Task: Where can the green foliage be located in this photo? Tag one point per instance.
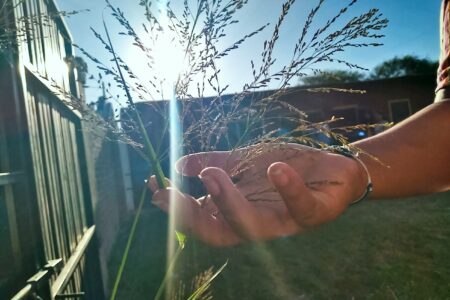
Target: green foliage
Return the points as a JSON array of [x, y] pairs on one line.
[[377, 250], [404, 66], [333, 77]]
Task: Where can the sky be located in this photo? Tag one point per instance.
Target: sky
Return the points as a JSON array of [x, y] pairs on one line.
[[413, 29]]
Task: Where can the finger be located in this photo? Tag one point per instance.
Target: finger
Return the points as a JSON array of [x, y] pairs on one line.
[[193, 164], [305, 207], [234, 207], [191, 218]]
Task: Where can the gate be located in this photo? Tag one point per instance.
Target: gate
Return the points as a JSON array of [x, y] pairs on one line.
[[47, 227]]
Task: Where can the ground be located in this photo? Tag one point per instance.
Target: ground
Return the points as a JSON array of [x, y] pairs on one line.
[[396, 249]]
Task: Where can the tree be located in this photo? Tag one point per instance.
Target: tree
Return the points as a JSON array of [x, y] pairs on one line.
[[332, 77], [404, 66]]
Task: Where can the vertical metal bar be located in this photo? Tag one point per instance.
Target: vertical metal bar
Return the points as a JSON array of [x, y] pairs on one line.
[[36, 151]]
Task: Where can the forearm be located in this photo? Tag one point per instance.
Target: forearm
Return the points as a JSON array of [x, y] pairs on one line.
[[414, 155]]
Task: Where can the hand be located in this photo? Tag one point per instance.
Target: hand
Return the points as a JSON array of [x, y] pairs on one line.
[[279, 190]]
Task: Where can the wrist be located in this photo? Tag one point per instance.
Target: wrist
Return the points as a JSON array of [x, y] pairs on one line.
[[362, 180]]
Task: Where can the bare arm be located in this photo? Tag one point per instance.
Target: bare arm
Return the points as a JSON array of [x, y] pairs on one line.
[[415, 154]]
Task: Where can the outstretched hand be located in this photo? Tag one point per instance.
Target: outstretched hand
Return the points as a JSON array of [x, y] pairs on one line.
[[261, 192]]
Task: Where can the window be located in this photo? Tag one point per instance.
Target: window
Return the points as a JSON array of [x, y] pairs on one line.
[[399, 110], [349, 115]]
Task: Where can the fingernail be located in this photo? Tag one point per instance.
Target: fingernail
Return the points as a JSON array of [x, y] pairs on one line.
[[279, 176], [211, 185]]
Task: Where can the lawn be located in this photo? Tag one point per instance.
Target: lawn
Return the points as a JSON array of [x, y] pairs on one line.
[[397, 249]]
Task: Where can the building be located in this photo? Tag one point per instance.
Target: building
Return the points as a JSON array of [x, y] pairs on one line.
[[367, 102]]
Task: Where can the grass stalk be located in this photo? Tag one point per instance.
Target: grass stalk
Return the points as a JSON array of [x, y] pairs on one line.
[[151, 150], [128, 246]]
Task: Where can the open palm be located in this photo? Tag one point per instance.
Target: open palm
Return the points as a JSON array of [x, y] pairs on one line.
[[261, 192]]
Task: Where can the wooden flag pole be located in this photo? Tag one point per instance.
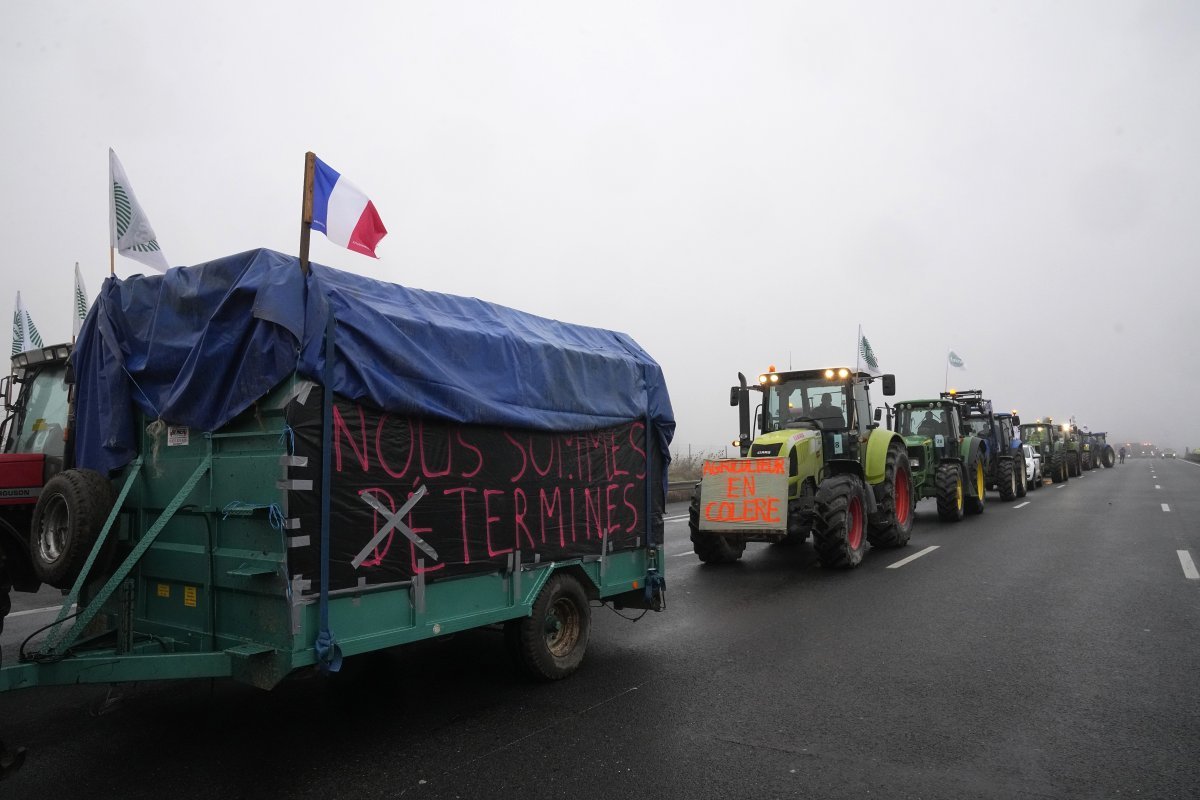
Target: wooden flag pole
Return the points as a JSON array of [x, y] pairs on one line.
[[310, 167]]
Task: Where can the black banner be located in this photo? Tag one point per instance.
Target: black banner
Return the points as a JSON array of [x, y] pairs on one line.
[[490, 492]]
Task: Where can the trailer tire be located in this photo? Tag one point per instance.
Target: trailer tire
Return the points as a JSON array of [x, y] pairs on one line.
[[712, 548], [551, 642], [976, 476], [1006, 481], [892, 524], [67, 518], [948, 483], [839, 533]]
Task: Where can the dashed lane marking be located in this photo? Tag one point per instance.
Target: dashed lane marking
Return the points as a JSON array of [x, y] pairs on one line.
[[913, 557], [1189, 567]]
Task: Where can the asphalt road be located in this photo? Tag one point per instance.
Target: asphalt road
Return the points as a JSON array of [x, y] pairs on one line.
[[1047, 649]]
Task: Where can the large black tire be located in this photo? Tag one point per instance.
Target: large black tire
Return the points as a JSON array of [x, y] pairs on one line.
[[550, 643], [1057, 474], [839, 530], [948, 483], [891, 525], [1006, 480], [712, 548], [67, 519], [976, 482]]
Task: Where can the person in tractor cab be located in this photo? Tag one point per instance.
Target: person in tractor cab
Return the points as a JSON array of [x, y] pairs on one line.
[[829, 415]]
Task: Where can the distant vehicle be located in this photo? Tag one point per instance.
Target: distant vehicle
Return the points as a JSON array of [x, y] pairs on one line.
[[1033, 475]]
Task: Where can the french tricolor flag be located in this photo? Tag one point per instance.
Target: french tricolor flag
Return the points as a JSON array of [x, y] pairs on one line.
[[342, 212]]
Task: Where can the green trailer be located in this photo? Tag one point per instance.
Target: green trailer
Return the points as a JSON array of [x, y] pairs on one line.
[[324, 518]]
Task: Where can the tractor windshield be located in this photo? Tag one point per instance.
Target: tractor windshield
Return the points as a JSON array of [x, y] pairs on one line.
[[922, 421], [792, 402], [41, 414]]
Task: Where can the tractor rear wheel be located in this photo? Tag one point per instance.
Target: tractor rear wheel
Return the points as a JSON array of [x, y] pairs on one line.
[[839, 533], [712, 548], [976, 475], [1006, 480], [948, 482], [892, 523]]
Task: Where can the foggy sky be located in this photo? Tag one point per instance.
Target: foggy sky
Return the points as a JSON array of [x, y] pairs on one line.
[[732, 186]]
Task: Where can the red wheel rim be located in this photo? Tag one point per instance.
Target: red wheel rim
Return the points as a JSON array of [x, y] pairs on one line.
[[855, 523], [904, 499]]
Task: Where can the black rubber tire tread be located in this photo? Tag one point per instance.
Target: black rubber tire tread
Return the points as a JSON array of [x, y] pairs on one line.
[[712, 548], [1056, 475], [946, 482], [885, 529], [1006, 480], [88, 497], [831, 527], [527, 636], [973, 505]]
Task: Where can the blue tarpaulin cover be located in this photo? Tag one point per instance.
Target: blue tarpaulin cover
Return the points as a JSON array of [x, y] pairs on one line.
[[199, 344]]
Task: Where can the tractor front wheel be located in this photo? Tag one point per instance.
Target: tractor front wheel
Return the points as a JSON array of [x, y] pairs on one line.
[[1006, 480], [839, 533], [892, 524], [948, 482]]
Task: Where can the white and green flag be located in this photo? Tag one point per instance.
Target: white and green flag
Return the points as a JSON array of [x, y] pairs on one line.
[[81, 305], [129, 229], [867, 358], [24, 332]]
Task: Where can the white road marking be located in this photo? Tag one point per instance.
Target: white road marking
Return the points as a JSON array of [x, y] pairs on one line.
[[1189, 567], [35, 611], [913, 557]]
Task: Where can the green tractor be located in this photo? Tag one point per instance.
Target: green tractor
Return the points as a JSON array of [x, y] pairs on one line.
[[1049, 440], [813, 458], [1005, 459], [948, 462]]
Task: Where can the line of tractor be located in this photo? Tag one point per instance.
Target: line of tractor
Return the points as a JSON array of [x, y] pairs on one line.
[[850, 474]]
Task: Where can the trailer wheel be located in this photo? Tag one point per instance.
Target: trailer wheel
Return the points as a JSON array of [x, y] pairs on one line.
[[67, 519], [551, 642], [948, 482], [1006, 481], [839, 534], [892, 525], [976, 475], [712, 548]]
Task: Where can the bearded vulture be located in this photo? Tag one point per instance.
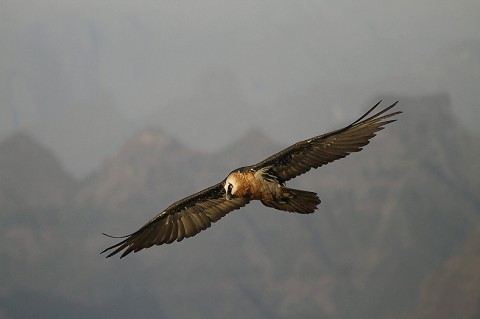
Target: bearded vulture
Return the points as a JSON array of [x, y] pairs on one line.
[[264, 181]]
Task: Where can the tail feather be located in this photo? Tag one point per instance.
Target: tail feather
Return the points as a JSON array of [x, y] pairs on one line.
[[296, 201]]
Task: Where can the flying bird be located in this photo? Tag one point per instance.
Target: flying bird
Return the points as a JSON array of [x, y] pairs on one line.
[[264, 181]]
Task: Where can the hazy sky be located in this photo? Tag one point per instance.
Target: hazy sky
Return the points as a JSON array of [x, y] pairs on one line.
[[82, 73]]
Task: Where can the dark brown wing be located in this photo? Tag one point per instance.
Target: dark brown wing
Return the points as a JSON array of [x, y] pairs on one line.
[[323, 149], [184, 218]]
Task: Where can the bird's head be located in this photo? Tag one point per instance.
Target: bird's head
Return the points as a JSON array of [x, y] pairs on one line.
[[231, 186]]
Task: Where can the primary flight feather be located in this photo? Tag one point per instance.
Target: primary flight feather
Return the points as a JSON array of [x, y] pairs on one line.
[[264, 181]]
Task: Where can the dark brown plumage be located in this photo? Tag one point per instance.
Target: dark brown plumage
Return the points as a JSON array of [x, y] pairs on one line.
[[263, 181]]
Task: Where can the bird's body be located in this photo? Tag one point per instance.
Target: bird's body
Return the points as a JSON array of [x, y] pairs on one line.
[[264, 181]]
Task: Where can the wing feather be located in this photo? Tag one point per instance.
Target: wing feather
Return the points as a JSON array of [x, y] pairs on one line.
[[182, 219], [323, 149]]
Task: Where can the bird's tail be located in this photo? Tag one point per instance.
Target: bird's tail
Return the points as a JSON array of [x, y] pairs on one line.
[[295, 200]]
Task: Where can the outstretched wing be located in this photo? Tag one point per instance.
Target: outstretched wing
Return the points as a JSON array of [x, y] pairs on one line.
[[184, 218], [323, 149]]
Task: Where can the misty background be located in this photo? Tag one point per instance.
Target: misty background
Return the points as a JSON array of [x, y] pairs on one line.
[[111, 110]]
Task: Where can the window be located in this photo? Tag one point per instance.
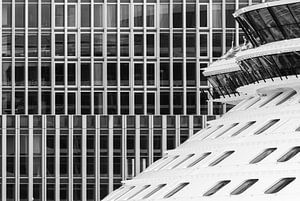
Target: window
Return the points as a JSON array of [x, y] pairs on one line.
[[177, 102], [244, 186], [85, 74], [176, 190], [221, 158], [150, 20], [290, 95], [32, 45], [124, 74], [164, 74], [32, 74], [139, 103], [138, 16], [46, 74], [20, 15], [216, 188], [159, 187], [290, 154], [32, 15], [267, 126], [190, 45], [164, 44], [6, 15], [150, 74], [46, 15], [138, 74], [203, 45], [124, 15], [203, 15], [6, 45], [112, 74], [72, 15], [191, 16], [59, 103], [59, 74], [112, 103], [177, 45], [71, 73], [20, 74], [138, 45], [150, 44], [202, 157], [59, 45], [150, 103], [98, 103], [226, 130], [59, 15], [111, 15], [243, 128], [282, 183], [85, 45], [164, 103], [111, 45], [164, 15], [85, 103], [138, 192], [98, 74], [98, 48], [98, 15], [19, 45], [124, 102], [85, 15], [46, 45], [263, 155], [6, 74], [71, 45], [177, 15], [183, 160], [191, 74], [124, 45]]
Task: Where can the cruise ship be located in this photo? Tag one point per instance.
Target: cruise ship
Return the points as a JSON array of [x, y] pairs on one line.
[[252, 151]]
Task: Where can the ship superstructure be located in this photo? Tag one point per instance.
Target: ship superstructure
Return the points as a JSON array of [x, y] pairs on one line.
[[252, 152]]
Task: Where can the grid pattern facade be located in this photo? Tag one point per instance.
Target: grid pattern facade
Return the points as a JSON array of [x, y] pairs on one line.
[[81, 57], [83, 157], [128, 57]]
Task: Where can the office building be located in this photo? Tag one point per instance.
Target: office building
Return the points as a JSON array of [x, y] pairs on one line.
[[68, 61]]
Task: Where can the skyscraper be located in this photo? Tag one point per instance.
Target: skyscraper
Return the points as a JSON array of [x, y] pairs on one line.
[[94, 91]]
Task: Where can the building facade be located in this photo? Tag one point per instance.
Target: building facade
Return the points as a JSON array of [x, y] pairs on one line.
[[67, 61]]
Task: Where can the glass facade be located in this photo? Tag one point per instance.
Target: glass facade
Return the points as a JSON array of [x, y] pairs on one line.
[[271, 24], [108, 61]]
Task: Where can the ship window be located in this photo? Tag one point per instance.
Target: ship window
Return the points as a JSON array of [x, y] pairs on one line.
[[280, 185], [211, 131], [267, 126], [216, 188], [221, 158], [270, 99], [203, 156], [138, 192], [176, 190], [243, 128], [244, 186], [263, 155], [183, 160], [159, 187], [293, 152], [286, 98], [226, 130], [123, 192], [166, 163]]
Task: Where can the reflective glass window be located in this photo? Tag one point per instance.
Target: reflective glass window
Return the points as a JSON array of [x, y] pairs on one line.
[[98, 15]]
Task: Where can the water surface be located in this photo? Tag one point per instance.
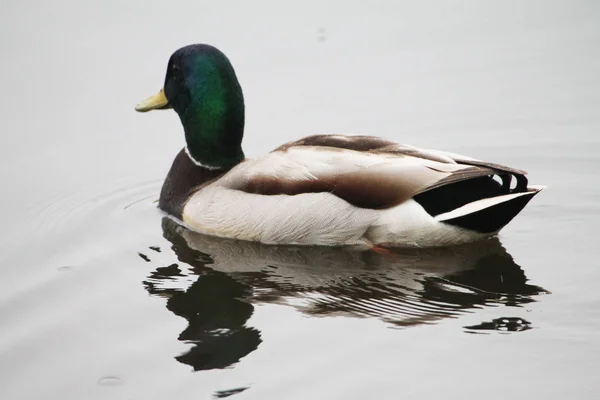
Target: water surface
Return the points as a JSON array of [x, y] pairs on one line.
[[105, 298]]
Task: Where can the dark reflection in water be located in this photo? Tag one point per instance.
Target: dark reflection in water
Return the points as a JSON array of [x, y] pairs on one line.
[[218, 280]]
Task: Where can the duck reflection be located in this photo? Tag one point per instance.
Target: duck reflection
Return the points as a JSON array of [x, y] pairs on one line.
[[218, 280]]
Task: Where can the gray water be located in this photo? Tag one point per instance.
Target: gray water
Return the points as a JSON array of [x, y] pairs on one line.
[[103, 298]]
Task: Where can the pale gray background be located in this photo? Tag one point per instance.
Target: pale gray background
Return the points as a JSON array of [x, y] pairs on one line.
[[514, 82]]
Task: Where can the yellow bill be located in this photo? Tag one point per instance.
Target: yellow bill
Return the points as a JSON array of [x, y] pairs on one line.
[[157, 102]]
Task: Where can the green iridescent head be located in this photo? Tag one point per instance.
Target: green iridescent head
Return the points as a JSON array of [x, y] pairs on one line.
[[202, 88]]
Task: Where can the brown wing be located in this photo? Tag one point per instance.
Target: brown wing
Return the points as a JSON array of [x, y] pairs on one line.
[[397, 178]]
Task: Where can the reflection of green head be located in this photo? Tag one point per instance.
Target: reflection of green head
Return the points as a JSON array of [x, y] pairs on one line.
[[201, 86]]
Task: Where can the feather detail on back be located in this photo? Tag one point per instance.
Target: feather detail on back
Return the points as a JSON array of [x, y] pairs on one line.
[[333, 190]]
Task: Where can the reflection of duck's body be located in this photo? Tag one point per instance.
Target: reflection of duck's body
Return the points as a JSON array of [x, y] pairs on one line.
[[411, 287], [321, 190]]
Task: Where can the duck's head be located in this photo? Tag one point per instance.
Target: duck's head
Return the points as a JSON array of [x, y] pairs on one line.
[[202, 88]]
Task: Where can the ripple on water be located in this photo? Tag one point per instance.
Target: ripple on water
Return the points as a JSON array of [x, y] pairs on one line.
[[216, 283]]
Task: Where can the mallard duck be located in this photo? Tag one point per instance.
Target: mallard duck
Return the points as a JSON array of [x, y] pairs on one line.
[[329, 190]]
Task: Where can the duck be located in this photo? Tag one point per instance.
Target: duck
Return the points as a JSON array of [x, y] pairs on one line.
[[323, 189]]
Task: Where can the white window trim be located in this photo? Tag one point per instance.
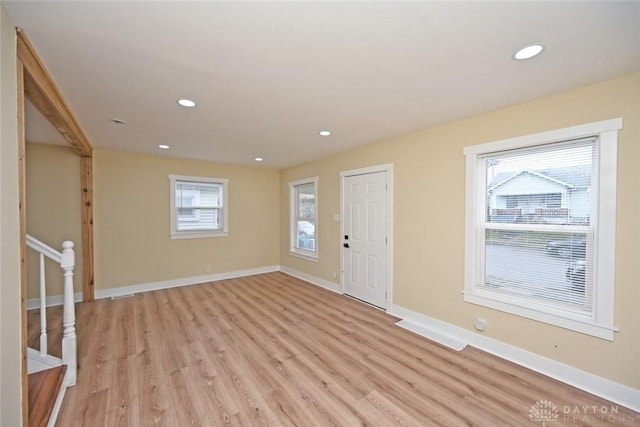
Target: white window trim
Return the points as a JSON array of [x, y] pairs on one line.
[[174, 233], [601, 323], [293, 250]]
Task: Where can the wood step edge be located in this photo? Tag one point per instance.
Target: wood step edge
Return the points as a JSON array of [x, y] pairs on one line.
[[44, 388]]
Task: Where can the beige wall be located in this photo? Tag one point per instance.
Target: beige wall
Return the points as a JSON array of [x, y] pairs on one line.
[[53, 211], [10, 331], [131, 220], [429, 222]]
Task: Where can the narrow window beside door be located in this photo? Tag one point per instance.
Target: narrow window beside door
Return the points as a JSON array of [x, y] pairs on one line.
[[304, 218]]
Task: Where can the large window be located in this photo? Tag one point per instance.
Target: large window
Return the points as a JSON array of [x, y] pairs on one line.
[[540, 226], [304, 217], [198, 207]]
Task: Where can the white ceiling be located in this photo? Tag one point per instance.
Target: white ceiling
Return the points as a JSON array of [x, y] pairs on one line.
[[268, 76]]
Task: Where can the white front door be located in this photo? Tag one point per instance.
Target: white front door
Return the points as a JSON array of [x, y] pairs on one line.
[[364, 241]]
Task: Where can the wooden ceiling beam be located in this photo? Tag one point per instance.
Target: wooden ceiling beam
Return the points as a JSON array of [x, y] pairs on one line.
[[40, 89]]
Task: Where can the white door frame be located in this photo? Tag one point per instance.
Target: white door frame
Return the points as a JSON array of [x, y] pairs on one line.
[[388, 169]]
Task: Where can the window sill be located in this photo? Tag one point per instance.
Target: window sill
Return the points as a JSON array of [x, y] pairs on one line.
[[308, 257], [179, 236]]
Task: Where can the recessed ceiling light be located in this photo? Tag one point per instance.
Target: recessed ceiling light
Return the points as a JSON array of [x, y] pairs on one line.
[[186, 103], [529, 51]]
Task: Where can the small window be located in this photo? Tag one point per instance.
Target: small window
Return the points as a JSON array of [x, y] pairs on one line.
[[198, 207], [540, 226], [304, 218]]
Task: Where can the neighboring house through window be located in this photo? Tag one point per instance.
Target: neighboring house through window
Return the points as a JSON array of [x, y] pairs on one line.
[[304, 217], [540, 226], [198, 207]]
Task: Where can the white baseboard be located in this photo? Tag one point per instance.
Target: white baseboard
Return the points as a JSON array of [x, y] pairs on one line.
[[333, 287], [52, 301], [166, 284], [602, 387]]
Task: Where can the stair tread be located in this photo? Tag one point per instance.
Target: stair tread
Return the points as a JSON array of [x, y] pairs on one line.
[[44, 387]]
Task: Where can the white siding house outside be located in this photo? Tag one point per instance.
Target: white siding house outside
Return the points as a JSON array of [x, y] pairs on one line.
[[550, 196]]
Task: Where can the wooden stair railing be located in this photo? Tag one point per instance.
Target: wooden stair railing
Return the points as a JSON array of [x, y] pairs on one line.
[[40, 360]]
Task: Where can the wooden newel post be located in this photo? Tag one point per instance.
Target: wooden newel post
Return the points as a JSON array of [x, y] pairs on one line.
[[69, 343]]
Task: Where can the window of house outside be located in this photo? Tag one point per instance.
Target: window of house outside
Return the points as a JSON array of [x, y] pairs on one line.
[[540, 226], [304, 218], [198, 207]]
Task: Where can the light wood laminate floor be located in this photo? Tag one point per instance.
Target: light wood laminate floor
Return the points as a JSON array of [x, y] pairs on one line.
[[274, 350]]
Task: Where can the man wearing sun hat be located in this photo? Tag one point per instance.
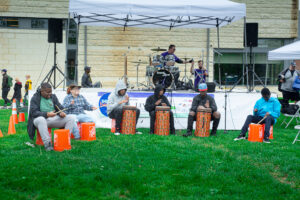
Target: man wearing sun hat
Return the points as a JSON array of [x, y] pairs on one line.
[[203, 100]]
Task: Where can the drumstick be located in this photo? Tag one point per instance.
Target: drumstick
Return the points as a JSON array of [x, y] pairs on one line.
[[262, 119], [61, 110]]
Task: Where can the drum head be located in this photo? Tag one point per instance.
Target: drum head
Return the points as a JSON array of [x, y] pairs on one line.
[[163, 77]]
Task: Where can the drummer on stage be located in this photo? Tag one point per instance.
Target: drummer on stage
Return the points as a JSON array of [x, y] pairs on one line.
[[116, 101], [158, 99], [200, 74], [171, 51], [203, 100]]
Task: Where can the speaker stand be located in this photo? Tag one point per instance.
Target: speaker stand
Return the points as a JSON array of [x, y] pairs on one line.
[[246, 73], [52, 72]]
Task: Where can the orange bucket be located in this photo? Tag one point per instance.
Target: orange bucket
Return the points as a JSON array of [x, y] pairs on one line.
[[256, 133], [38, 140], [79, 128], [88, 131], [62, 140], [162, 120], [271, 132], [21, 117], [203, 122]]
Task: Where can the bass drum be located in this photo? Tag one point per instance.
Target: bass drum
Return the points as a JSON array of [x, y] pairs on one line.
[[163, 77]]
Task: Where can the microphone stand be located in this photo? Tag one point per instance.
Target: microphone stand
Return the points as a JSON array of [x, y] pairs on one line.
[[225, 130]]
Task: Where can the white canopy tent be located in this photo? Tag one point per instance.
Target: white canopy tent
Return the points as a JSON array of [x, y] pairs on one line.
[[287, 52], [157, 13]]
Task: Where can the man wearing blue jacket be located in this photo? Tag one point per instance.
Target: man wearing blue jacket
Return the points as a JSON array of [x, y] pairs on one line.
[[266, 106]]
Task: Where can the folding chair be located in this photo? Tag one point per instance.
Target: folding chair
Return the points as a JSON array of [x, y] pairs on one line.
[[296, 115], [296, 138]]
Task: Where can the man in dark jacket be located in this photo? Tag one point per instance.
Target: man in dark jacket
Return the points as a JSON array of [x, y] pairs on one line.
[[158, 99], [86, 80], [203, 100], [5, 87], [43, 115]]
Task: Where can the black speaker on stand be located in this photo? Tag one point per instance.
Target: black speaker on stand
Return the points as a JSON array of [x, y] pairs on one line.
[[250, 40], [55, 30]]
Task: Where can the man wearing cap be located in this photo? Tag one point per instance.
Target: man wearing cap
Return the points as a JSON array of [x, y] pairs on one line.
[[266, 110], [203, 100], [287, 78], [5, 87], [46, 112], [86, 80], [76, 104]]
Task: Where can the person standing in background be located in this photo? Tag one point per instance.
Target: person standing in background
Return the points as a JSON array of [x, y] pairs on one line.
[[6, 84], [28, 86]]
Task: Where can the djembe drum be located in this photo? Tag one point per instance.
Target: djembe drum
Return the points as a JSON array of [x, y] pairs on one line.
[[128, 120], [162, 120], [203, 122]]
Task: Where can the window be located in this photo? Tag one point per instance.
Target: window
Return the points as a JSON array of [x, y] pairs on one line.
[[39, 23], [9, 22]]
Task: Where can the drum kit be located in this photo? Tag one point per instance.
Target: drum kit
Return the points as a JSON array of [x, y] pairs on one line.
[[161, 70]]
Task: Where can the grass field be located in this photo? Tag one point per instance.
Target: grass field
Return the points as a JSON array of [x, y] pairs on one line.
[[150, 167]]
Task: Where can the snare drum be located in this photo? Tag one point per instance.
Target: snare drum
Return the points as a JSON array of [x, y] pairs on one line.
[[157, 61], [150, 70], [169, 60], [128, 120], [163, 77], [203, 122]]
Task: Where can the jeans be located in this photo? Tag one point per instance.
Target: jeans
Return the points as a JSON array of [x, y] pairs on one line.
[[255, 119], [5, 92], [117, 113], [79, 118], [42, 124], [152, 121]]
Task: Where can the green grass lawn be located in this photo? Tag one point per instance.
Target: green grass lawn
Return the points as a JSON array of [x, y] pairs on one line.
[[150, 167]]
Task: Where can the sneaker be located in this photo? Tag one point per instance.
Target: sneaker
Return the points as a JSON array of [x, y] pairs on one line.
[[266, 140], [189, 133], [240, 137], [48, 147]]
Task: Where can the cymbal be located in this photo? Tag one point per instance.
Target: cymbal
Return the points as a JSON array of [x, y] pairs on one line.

○ ○ ○ ○

• **Task objective**: Repeat the material word for word, starting at the line containing "Task: Where can the cruise" and ending at the line containing "[[105, 298]]", with the pictures left out.

• **Task output**:
Task: Where can the cruise ship be located in this photo? Tag one point per instance.
Target: cruise ship
Return the points as a JSON array of [x, y] pairs on one line.
[[252, 151]]
Task: Where can the ship superstructure be located in this photo? Tag one point per instance.
Target: ship superstructure
Return the points as a JSON array of [x, y] pairs on one line.
[[252, 152]]
Task: Where can the grid pattern facade be located in this photo? Tag one point per instance.
Target: grid pattern facade
Return the points as a JSON array of [x, y] pairs on one line.
[[81, 57], [83, 157], [128, 57]]
Task: Where can the office building be located in this photo? Tag one point per instance.
Target: office building
Return the points as a JSON array of [x, y] pairs on one line.
[[68, 61]]
Task: Where can the skyscraper be located in this photo? Tag one point per instance.
Target: skyscraper
Return the points as a JSON array of [x, y] pairs on one line.
[[94, 91]]
Task: Where can the building facade be located in this photo? Tag one point per instance.
Target: building facade
Return the points as a JSON array of [x, y] pairs on one line.
[[67, 61]]
Task: Where can the glass facade be located in this photo? Tag one point per instance.
Target: glass facade
Return the points as a JSON array of [x, y] pairs on one line.
[[271, 24], [108, 61]]
Task: Where can the ship window be located in this photo? Tag one point per instance.
Target: ship window
Return the points as a JSON array of [x, y] pairs on one line.
[[280, 185], [211, 131], [267, 126], [216, 188], [221, 158], [270, 99], [203, 156], [138, 192], [176, 190], [243, 128], [244, 186], [263, 155], [183, 160], [159, 187], [293, 152], [286, 98], [226, 130], [123, 192], [166, 163]]
Task: Where can the reflective glass window be located in this photo? Tag one point per instance.
Target: reflective glass window
Return the points as a JSON array of [x, y] pairs on one line.
[[98, 15]]
Task: Where can the water surface be located in this photo? Tag one point per instance.
Target: water surface
Return the points as a JSON array of [x, y] pairs on one line.
[[105, 298]]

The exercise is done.